EXTRAIT.
Nous avons regardé La guerre des boutons de Yann Samuell car j'avais acheté le DVD à un prix bradé dans une gondole du supermarché. Le roman de Louis Pergaud Pergaud dont je recommande l'édition illustrée par Claude Lapointe chez Gallimard, collection folio junior est transposé dans le contexte des années 60 avec la guerre d'Algérie en arrière plan.
Tout en sachant que l'adaptation à l'écran est tout à fait autre chose j'ai été fortement déçue dès le départ puis cette première impression a progressivement évolué vers une certaine sympathie concernant le message féministe et pacifiste du réalisateur.
Les séquences accélérées du début, les échanges outranciers des deux instituteurs et quelques autres détails m'ont paru excessifs. J'avais 14 ans en 1960 et j'ai noté des anachronismes. Une friandise à deux sous, cela n'existait plus dans ces années 60. On parlait en francs,anciens ou nouveaux car nous avions du mal à nous y mettre, et en centimes mais jamais en sous. De même aborder la métaphore et l'oxymore au cours moyen me laisse dubitative même si j'ai bénéficié de deux maîtres sachant concilier l'apprentissage rigoureux des connaissances reposant sur le raisonnement et le par cœur et les techniques de Célestin Freinet. J'ai d'ailleurs pensé à Elise Freinet, son épouse, auteur d'un ouvrage presque introuvable L'art enfantin, en voyant les superbes dessins à la craie dans la cour de l'école.
Par contre, j'ai apprécié l'exactitude des décors, des objets et des vêtements des enfants, les blouses des filles en particulier. Le curé est dévoué comme celui que j'ai connu dans mon enfance même si je n'allais pas au catéchisme, et l'instituteur est au service des plus démunis à une époque où l'école joue son rôle d'ascenseur social. Je n'ai pas oublié et j'en témoigne dans ce que j'ai pu écrire. J'ai apprécié aussi à certains moments le jeu émouvant des enfants quand ils sont tourmentés.

À FAIRE.
1 – Dites si chaque affirmation concorde avec l'extrait, par oui ou par non, en citant mot pour mot les termes décisifs de l'extrait : (a) la personne qui écrit avait 14 ans en 1960 ; (b) le DVD a été acheté au prix fort ; (c) dans les années 60, on comptait couramment en sous.
2 – Reproduisez le passage de l'extrait situé entre « Tout en sachant » et « pacifiste du réalisateur. », ces deux bornes incluses.

DONNÉES FOURNIES.
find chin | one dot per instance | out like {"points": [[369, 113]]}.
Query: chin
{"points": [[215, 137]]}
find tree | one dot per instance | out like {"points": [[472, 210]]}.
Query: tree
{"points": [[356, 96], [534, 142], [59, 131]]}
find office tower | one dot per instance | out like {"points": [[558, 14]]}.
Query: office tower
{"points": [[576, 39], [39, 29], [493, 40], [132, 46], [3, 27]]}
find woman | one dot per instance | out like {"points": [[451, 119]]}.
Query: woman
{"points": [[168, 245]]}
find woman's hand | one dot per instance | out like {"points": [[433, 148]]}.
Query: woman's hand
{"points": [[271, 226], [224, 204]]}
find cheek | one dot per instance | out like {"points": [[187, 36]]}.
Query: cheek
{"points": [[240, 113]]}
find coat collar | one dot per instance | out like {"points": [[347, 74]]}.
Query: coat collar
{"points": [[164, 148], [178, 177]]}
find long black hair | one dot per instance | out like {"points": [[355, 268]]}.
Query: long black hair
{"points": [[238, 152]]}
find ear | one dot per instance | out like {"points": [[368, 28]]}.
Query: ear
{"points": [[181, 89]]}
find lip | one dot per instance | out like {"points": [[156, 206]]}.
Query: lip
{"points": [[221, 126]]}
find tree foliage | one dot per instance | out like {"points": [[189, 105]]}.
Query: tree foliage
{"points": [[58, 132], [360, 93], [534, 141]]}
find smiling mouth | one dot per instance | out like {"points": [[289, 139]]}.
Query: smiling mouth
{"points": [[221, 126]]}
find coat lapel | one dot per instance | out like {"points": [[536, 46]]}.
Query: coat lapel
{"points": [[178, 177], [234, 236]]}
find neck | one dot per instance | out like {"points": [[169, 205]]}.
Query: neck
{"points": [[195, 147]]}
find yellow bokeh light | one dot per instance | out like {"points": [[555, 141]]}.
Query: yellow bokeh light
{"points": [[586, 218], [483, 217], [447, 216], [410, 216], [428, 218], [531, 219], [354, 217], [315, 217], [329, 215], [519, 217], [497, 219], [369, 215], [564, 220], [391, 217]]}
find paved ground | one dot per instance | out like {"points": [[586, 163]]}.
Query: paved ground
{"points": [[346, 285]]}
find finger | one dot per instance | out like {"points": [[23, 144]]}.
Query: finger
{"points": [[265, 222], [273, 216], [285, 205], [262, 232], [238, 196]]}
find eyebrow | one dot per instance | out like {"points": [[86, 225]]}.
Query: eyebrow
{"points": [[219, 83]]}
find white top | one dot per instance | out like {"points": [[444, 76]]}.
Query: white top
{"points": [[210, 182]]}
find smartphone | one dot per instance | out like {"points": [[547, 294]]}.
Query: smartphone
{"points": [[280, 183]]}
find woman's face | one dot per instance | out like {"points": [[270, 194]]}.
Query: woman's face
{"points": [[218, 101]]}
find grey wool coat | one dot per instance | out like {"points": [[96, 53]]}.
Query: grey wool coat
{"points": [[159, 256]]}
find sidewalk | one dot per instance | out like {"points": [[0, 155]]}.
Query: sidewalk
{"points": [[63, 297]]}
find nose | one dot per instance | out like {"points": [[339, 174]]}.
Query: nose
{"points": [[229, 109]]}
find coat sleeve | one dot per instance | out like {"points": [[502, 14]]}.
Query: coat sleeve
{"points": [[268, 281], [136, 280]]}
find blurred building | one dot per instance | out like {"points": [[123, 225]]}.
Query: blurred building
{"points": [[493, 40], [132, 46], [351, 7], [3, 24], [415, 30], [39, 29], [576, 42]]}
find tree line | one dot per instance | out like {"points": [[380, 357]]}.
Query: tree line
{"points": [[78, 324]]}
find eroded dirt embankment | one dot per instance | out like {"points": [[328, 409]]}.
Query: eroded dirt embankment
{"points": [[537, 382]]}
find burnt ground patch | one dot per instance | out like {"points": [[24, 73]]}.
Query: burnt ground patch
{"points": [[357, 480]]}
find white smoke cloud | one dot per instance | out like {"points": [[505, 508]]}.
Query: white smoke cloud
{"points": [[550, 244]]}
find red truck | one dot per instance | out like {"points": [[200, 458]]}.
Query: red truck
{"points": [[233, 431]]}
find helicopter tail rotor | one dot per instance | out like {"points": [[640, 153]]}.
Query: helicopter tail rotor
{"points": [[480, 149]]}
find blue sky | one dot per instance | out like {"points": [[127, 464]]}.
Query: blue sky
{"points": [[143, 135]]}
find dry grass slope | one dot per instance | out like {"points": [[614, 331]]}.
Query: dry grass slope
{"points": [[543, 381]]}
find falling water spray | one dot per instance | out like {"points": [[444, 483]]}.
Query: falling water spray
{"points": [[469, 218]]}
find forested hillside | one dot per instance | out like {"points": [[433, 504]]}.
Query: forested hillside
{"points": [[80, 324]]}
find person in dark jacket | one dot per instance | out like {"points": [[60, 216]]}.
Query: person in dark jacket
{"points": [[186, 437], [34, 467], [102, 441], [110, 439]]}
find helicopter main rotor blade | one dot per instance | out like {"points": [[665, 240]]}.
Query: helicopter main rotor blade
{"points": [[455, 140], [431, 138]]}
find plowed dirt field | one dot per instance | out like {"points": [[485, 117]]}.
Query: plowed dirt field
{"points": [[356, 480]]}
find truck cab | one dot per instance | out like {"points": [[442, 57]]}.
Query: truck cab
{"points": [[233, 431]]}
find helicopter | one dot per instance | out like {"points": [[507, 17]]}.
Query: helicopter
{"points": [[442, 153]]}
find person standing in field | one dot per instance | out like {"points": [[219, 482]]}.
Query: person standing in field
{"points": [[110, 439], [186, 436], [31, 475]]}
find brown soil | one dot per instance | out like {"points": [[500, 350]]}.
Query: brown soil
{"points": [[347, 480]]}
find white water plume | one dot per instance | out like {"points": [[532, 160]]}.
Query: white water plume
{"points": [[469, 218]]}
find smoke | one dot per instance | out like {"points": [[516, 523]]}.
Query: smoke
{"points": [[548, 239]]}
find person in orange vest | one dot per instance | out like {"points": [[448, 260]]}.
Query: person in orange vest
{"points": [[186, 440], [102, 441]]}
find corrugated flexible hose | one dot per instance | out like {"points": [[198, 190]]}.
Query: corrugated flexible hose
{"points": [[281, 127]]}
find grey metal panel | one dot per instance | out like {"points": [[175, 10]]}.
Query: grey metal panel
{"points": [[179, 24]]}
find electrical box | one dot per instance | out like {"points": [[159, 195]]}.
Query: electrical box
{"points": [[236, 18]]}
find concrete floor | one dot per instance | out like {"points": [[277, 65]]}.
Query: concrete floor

RÉPONSES PAR NUMÉRO.
1 –
(a) Oui : « J'avais 14 ans en 1960 ».
(b) Non : « j'avais acheté le DVD à un prix bradé ».
(c) Non : « et en centimes mais jamais en sous ».

2 –
Tout en sachant que l'adaptation à l'écran est tout à fait autre chose j'ai été fortement déçue dès le départ puis cette première impression a progressivement évolué vers une certaine sympathie concernant le message féministe et pacifiste du réalisateur.